Rewrite all of the material below with each "one point" changed to "a single dot" and nothing else altered. Leave the pictures out.

==*==

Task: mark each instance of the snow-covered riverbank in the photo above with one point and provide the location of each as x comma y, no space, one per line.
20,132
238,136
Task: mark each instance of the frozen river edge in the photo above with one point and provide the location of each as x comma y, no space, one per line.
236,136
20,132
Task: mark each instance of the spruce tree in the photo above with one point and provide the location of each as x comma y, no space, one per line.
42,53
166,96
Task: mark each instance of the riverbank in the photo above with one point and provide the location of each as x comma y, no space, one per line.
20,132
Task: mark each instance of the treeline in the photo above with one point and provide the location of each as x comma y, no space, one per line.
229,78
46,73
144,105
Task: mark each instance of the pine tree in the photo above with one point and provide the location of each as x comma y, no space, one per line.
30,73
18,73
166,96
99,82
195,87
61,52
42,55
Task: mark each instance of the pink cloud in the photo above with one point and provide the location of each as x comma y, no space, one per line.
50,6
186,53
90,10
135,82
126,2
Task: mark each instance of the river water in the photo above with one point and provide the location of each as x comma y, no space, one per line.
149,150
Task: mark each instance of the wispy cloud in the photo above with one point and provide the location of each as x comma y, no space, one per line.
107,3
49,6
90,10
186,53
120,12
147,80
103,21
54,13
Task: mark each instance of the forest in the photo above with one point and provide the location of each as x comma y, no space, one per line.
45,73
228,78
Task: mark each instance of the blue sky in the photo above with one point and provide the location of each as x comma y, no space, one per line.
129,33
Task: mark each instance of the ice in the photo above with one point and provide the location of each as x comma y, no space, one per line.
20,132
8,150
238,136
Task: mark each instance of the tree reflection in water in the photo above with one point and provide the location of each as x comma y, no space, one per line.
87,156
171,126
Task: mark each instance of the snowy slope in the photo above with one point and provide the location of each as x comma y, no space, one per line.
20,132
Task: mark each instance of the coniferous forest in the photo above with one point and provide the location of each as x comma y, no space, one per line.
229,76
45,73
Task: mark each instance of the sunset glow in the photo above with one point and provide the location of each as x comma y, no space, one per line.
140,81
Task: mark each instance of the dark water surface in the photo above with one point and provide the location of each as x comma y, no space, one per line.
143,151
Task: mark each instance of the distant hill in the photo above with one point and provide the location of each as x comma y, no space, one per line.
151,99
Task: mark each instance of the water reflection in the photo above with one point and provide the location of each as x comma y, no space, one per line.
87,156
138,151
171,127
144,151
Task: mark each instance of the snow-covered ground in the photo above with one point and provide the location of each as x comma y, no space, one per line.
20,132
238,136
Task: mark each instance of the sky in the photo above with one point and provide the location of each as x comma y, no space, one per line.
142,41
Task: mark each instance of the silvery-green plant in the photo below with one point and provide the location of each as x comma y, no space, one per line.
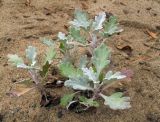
93,78
37,71
87,32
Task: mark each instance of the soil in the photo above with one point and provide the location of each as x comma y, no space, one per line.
22,25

==*==

Expected answer:
Task: mark each instance of the snow-covered riverbank in the photo above with a single dot and provide the location of each as x comma y, no space, one per line.
20,132
238,136
Task: mark each instance of the frozen river edge in the photo above with a single dot and provide the location of each as x comma y, no space, one per line.
236,136
20,132
Task: mark each instance of the spruce tree in the photo above with a single dot and provide the location of each as x comma y, no space, one per line.
42,53
166,96
Task: mark each instance of the riverbank in the photo above with a single dot and provide the location of each as x comma y, no space, one per line.
20,132
Task: mark each instance of the treeline in the photo above with a single dot and provide the location of each as x comma y, no space, one per line.
229,78
46,73
144,105
Task: mark each instance of the pine tree in the photo above with a single dot and provide the location of each as x comma y, no space, one per line.
30,73
18,73
166,96
99,82
195,87
61,52
42,55
Task: mark each instance of the pink cloud in the photo above with a single dot and provide the location of each as x comma y, no space, one per line.
50,6
186,53
90,10
135,82
126,2
Task: mark each instance of the river water in the photo above with a single dot and provide the location of each as x comma y, no space, one per line.
149,150
Task: mark each instance of the wispy cloud in the photo above with a single dot and provide the location of each as x comma y, no space, one per line.
107,3
49,6
90,10
186,53
120,12
147,80
103,21
54,13
Task: mark each instance of the forest in the photo above with a single dot and provide the location of each as x comma y, no space, one per line.
45,73
228,78
Task: mark each instance of the blue sky in the photo above with a single dot and provide the location of each as x comma y, no space, one per line.
129,33
Task: mark each instance of the ice in the photo above with a single dot and provide the location of each as x comma y, no space, one per line.
20,132
8,150
238,136
Task: mark each instance of the tree reflection in water in the photo above with a single dot and provide the location of each as x comma y, no space, one per line.
87,156
171,126
Task: mark each instance of the snowy slope in the photo above with a single dot and provide the location of each as x comma y, no space, one per line.
20,132
Task: mark each instance of the coniferous forest in the photo above with a single dot and provide the location of each as x comma y, no space, one per line.
229,76
45,73
Task: mark each instance of the sunset glow in the photo above with a single dot and provide the location of each as x comma y, no space, one per line.
140,81
Task: mark each instance of the dark water surface in the photo above with a single dot and provide the location of each as x comma y, no space, one per line.
143,151
Task: mark each instance of the distant hill in the photo above with a single dot and provide the location of each as x comma y, no space, one per line.
151,99
Task: mark each instance of the water reflection in the photo above with a single dot and provide the location of each as x comma y, no space, one per line.
87,156
138,151
171,127
144,151
Task: mark each instance of the snow-covered ground in the photo above with a single dot and provide the location of each as x comma y, no space, one per line.
20,132
238,136
Task: mark each instance of the sky in the photo above with a single dot and provide the location of each as x comma y, no space, one per line.
142,41
Task: mark each instance of the silvery-green plant in the photo below with a single dot and provide the location of each as x comma y, no space, one per line.
93,78
37,71
87,32
Task: mark each instance of the soil in the photo above with a single dot and provide the location of each as x comma y, no space, one per line.
22,25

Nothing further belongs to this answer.